Exercise brief | Extract every line in the listing below that contains the string "segment", and reproduce each matching line in full.

Record set |
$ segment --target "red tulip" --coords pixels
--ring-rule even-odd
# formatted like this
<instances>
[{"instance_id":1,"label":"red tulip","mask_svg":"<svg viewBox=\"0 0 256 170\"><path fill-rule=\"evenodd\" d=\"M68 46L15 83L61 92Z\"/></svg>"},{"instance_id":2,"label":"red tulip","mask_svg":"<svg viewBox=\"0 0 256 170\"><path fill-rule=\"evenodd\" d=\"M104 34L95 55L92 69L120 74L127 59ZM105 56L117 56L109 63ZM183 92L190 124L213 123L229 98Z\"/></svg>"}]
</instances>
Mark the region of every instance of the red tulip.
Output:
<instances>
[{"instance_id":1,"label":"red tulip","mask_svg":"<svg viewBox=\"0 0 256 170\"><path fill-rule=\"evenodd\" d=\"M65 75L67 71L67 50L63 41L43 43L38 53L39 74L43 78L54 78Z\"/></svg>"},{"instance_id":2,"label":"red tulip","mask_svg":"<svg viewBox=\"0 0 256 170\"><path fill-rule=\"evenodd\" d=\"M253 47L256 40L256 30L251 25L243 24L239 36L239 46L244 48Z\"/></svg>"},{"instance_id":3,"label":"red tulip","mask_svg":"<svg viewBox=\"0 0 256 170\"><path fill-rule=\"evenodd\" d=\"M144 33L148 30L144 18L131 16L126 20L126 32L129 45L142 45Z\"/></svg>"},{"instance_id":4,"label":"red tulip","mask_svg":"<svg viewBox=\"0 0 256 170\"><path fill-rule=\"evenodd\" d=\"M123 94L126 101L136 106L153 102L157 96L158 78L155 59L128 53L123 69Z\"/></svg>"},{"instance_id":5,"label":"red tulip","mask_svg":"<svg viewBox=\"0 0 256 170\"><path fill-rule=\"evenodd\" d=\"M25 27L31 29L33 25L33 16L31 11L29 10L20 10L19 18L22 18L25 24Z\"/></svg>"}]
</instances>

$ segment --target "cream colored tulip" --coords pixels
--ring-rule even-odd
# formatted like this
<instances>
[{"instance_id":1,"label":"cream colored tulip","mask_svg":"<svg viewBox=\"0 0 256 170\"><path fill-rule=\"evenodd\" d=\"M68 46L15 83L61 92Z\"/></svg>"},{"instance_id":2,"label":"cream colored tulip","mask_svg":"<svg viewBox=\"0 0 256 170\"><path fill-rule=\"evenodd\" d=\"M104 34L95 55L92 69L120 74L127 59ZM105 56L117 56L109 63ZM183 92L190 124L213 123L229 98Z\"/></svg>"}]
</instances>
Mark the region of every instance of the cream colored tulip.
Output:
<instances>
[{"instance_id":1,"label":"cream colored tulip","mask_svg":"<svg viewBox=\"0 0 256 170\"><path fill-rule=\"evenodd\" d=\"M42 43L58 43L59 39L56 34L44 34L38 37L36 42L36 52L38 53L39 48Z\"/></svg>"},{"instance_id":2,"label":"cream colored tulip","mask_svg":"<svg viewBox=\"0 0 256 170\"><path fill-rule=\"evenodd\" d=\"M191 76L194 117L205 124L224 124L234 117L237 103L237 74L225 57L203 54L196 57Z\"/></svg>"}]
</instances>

The solution |
$ segment --target "red tulip" --coords pixels
$ segment --target "cream colored tulip" --coords pixels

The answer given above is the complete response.